▸ Brief
Search the records below for the line containing "dirt ground can be found.". Output that line and all later lines exactly; output nothing else.

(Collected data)
· · ·

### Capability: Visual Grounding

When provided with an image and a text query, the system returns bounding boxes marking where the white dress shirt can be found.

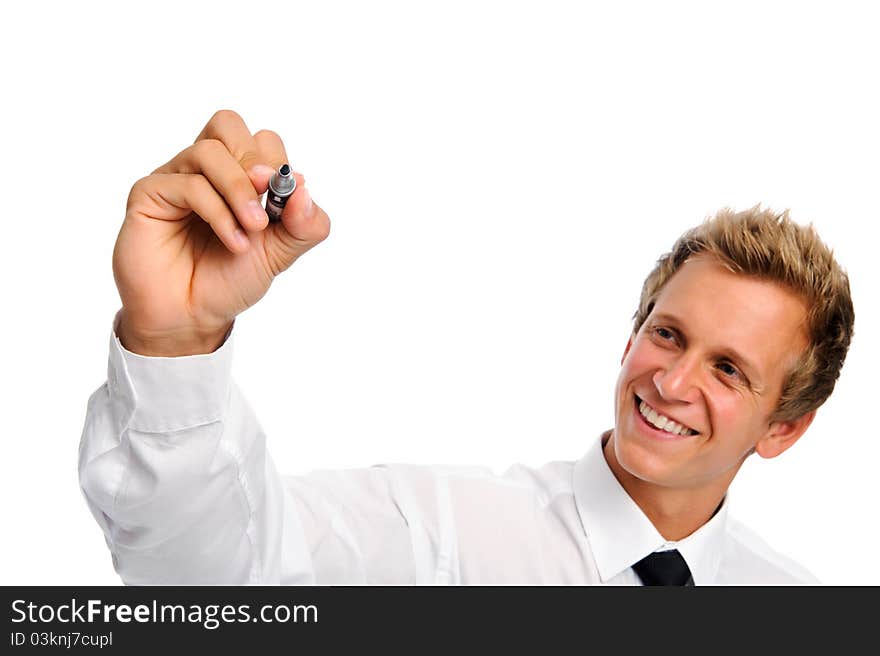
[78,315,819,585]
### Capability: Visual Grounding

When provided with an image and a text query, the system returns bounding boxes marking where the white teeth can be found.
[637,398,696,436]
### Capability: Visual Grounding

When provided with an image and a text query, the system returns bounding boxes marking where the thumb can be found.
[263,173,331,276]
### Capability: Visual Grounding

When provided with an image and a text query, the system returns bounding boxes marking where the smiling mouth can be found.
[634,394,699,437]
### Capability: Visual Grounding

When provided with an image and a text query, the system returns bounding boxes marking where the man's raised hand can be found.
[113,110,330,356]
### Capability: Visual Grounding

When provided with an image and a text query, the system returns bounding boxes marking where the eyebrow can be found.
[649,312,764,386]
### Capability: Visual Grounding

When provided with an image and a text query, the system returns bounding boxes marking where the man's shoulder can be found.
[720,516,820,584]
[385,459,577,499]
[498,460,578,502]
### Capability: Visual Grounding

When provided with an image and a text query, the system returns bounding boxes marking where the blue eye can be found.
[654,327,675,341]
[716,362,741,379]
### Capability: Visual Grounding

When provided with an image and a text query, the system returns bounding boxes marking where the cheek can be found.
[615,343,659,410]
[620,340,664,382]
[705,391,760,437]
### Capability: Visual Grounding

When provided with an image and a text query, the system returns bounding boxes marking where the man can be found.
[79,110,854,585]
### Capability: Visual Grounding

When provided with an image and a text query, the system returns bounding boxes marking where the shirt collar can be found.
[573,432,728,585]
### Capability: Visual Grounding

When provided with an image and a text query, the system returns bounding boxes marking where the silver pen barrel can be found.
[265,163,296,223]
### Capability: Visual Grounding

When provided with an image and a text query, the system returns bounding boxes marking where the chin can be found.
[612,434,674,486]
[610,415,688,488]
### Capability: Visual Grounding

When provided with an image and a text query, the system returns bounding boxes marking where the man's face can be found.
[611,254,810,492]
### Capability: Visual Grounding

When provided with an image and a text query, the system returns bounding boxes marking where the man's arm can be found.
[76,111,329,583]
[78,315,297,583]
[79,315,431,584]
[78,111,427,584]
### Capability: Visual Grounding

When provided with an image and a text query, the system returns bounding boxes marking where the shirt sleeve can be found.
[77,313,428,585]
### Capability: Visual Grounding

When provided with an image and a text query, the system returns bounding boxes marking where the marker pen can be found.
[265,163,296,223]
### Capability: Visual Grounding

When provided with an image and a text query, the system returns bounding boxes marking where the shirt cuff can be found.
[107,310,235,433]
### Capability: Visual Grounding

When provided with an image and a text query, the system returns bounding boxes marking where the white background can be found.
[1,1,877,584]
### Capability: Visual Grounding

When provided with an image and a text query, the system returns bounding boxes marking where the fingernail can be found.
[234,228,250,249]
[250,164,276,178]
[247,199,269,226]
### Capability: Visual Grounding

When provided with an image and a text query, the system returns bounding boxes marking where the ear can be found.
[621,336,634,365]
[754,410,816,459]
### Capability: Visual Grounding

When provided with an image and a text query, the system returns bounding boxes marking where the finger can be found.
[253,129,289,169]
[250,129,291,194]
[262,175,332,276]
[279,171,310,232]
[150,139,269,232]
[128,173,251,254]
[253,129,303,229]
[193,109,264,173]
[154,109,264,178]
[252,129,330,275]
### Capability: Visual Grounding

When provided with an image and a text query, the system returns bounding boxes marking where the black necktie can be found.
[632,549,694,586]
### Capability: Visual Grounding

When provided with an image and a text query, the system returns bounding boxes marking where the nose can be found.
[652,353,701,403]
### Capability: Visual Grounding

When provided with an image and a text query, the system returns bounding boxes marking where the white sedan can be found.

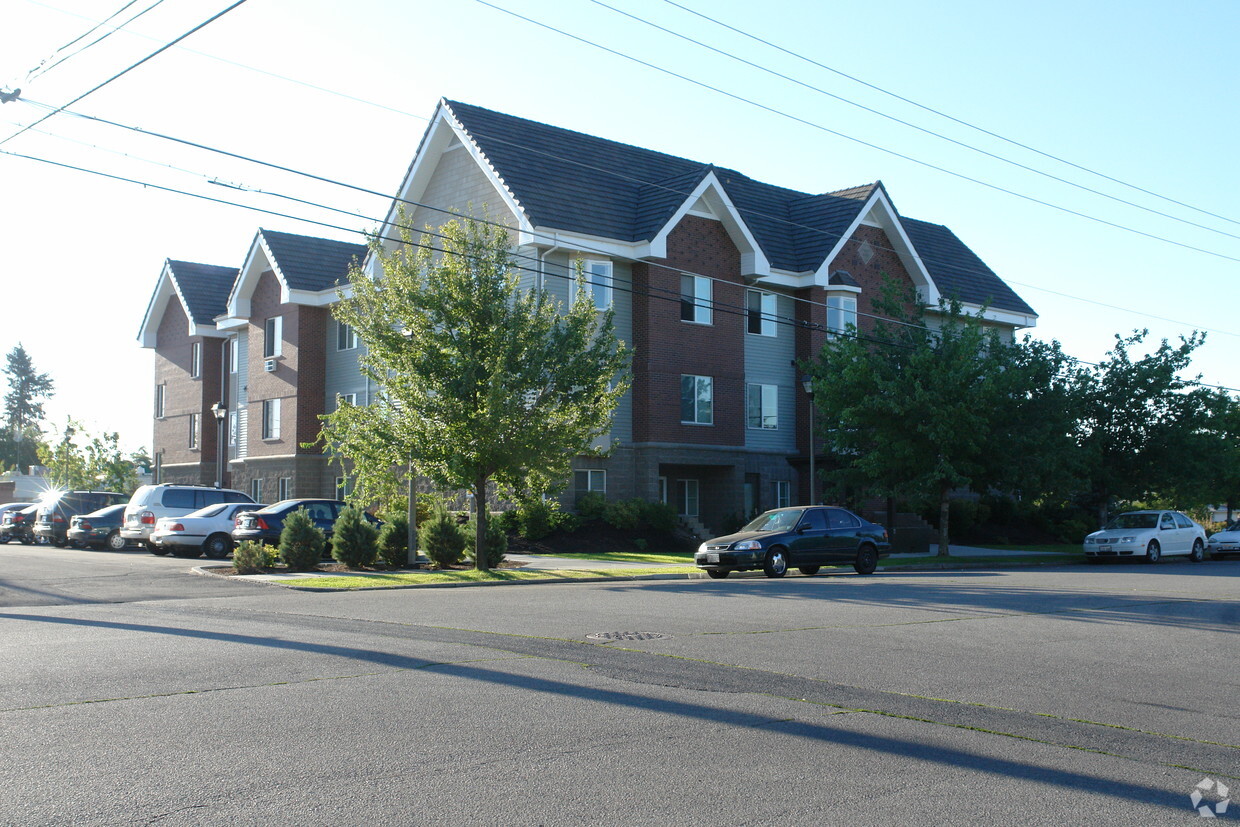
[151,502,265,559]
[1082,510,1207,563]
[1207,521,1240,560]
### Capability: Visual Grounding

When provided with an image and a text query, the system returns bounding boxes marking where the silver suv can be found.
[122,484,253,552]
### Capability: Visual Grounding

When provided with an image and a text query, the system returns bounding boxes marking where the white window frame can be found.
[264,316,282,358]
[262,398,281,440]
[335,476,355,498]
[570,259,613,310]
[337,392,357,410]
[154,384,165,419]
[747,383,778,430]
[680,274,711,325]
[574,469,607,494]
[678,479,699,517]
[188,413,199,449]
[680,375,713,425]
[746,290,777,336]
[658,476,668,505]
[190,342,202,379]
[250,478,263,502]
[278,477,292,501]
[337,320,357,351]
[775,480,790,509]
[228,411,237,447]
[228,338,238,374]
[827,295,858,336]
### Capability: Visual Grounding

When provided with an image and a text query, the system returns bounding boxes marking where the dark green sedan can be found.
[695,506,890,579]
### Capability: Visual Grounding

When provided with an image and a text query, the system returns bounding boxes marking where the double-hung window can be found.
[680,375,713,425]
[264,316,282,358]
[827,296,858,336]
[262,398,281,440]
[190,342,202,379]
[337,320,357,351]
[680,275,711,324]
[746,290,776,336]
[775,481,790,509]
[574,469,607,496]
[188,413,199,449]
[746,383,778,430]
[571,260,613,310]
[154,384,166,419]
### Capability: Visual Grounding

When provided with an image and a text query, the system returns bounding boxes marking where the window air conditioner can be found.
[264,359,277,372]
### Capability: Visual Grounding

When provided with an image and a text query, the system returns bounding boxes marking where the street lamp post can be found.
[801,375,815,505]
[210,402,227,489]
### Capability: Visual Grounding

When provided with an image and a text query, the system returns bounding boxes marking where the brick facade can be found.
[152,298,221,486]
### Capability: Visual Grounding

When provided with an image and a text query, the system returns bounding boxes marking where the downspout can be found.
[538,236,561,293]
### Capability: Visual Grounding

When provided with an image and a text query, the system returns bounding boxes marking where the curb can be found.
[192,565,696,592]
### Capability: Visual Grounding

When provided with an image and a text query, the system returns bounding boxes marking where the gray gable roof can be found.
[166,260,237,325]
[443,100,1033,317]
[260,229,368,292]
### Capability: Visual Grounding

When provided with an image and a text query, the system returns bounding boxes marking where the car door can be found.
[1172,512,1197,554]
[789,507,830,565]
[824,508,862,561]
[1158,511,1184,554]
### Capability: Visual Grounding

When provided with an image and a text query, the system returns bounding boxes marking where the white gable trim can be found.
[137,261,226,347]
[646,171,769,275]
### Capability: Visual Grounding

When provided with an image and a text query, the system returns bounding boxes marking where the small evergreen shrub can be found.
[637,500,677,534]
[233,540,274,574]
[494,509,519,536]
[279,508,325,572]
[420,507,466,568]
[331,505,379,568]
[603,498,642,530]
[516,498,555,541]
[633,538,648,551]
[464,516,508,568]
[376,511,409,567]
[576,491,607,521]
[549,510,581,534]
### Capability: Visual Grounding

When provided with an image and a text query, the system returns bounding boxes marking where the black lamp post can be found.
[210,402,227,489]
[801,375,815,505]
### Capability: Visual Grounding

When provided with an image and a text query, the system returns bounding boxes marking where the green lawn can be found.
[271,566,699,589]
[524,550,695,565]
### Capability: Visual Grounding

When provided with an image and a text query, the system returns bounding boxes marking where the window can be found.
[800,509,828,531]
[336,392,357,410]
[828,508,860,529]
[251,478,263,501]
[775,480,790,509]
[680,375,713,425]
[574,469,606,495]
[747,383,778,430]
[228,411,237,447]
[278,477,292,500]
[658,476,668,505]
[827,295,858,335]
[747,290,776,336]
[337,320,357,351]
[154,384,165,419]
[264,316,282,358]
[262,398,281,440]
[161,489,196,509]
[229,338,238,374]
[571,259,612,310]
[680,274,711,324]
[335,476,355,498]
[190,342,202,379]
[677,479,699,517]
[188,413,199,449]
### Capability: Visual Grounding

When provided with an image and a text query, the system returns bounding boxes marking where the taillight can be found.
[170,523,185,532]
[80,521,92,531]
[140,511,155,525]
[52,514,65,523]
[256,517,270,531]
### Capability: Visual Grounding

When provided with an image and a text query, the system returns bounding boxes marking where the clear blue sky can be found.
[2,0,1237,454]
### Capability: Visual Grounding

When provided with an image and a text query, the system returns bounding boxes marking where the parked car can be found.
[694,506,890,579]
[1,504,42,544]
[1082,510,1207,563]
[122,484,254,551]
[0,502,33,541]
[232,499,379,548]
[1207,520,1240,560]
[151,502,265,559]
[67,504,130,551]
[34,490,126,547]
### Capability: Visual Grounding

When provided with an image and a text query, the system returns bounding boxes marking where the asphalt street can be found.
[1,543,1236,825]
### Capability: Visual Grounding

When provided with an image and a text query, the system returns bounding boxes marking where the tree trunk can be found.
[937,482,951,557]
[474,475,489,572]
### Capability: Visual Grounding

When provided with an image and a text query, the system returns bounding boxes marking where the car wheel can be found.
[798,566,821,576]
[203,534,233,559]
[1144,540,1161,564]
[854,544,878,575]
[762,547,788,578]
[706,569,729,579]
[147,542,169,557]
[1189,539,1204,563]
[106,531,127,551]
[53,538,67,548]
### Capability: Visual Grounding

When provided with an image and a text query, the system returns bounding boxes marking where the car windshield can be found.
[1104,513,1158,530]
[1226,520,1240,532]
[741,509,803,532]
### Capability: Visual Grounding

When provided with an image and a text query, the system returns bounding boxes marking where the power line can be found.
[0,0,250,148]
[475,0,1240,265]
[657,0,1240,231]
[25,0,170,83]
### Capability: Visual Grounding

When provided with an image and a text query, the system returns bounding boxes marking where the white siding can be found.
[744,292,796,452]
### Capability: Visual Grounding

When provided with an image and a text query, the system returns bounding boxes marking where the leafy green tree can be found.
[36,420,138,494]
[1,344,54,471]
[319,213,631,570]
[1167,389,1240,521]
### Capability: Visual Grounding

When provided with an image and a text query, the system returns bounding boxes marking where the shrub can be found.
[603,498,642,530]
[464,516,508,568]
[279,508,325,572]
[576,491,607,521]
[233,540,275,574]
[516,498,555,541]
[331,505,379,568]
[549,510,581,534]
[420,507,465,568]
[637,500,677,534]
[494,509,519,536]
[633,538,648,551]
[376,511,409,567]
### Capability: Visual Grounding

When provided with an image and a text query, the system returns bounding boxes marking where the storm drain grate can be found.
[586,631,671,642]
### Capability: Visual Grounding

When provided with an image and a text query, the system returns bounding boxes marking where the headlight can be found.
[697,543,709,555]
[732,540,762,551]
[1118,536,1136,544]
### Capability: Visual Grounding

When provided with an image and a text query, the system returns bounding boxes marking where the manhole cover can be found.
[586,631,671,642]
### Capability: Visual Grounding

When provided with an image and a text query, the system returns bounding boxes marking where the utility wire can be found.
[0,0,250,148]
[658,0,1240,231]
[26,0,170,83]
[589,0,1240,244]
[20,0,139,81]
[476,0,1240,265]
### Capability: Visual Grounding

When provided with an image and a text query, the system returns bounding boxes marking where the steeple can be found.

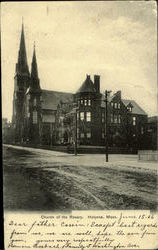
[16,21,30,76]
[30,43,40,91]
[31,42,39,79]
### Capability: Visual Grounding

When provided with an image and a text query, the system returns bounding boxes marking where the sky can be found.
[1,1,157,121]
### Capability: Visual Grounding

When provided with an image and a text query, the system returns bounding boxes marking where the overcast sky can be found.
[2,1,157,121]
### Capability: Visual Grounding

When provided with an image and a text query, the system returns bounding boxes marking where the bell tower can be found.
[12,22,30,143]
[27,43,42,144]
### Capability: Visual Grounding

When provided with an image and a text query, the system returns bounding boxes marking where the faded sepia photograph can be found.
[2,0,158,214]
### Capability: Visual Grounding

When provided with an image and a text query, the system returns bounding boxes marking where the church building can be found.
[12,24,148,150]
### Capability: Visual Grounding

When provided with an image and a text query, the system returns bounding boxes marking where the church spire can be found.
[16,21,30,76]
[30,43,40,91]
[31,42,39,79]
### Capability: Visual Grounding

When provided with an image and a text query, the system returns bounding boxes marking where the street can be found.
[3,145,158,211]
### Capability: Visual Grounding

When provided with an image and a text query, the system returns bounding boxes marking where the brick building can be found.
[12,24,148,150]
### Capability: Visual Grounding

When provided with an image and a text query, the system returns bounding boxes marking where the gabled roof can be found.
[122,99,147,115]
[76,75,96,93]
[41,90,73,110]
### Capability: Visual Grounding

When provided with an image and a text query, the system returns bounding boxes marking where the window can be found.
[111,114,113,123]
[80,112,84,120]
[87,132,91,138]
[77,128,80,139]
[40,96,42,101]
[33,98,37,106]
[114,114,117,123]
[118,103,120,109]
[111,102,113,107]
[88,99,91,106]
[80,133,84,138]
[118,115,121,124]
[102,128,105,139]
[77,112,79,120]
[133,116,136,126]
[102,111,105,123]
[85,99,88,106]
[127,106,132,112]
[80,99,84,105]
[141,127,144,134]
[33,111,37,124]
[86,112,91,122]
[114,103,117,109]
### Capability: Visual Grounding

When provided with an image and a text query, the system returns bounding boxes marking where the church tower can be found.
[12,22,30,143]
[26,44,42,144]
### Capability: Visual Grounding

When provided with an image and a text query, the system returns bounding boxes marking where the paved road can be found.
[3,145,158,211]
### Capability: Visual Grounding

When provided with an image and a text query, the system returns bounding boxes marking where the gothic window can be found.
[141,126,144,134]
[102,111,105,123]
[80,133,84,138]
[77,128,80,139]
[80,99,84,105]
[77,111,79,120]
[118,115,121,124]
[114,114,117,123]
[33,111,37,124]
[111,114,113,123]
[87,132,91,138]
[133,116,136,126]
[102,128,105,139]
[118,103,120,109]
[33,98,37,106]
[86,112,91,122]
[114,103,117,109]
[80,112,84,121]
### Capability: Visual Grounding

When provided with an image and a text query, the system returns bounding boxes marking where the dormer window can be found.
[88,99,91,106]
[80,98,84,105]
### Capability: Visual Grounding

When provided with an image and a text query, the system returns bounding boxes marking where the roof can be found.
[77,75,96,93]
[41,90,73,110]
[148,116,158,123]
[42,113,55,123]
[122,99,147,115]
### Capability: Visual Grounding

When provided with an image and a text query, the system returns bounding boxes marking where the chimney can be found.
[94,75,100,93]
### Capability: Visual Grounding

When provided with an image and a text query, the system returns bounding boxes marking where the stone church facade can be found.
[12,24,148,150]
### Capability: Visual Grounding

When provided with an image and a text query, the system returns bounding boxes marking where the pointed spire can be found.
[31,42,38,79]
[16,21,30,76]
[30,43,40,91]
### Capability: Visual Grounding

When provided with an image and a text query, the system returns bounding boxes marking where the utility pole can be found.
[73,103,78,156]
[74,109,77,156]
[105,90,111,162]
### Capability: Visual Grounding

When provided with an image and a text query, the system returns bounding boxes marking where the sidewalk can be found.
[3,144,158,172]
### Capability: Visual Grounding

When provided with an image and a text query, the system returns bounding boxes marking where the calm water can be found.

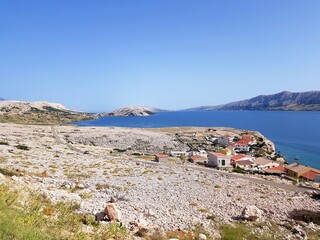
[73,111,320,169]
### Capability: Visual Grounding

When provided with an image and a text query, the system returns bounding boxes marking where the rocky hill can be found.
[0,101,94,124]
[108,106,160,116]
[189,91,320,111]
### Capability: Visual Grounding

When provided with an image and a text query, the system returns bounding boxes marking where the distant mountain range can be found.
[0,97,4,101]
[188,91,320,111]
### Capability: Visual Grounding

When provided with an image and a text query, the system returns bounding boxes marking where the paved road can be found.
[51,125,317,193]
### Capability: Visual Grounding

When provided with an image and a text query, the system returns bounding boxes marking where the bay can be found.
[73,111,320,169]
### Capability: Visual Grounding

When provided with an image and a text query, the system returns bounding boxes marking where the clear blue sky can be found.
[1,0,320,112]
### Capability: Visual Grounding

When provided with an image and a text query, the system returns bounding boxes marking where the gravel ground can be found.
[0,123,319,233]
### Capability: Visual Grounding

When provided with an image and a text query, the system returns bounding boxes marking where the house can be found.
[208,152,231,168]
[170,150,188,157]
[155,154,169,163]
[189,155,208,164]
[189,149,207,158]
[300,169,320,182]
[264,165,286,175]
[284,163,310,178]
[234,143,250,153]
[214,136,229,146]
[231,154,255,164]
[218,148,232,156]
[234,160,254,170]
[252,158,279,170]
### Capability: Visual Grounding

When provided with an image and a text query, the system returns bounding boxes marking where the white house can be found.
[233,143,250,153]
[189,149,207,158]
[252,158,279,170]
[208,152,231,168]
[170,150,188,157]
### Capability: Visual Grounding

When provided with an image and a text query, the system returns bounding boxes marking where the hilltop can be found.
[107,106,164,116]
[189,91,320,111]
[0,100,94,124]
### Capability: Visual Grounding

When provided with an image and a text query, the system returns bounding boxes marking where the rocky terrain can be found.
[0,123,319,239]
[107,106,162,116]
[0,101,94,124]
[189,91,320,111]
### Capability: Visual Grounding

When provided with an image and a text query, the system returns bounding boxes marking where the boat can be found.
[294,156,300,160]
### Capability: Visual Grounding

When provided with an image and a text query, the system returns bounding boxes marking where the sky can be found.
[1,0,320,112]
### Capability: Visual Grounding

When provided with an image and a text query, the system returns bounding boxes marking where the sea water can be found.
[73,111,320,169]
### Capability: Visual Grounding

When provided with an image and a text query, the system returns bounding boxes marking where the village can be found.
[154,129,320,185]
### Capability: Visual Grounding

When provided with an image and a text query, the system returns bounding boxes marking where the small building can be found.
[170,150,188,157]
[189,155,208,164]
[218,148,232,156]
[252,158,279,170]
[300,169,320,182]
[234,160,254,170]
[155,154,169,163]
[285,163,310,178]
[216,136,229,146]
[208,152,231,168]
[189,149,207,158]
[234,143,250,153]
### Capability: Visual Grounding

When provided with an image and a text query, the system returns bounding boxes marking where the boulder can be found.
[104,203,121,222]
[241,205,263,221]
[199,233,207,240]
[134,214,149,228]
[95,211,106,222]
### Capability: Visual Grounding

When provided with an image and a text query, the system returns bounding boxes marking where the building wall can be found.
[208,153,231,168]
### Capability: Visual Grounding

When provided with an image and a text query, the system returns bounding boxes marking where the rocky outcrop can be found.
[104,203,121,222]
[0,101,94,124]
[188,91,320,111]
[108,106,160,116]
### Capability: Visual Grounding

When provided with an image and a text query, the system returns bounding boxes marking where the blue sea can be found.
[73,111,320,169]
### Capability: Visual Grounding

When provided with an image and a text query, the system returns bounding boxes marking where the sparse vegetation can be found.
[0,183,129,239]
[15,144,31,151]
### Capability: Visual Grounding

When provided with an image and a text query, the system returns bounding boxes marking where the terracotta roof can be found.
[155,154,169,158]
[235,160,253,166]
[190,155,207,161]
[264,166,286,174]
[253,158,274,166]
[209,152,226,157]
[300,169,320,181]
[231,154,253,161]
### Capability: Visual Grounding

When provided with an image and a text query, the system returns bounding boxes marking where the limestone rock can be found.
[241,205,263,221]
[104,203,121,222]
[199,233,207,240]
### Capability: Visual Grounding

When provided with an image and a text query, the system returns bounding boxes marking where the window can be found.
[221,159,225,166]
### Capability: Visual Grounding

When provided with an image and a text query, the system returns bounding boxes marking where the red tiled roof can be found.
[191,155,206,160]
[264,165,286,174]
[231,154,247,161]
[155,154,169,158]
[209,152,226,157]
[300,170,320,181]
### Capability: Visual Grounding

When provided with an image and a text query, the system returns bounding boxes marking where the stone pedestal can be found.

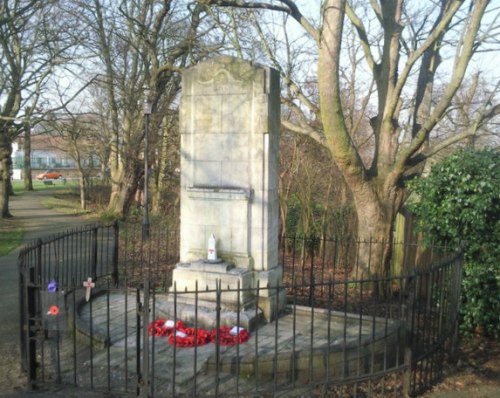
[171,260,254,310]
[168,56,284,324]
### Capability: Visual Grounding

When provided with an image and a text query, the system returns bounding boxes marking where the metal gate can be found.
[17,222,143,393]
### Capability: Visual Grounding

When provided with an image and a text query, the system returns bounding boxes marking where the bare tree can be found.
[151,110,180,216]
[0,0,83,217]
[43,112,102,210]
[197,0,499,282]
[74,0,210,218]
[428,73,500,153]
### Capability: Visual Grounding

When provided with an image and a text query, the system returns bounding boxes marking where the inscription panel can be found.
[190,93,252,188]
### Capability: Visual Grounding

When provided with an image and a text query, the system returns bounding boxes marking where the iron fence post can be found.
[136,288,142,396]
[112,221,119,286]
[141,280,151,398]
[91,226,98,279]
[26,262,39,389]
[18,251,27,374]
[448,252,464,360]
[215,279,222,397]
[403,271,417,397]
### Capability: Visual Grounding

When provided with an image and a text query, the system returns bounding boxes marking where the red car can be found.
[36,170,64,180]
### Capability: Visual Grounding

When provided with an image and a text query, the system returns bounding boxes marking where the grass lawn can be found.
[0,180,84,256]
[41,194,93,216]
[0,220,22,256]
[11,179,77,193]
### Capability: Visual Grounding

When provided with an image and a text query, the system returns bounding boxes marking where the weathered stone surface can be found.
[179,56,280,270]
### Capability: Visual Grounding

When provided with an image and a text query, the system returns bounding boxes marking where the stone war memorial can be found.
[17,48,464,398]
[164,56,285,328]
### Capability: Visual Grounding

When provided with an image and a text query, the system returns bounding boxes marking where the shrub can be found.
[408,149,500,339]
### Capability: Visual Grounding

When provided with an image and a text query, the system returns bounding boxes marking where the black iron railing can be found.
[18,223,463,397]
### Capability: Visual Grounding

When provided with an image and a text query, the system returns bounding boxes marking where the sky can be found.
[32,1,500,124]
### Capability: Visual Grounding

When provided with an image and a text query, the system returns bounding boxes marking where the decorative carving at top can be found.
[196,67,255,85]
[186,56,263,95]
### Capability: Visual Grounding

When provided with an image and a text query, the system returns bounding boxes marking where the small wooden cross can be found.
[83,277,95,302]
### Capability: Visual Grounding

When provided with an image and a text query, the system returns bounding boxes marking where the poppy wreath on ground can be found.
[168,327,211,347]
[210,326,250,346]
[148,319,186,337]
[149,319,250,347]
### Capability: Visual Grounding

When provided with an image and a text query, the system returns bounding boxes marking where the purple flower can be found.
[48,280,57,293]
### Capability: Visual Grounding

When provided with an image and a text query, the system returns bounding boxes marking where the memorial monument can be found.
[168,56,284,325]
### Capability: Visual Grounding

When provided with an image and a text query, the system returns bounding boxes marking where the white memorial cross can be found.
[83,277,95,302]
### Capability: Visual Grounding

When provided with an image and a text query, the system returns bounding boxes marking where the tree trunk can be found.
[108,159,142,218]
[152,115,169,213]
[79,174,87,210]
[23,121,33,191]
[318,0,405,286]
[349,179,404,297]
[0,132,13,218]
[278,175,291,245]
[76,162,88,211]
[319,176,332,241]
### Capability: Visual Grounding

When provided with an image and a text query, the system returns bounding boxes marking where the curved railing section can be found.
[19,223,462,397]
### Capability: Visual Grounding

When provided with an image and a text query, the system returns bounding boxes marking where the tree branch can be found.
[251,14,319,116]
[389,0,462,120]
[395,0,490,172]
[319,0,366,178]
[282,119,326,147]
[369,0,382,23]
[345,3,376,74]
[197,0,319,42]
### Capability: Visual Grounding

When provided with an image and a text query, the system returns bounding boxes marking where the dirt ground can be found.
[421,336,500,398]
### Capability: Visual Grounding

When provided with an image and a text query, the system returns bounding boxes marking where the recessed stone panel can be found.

· · ·

▸ Solution below
When provided with an image and a text query, the system returns bounding boxes marking where the dirt ground can be found.
[421,336,500,398]
### Capability: Visual Grounding

When provided with an image and a text query, the system returns bounding boxes marking where the recessed stone panel can be found.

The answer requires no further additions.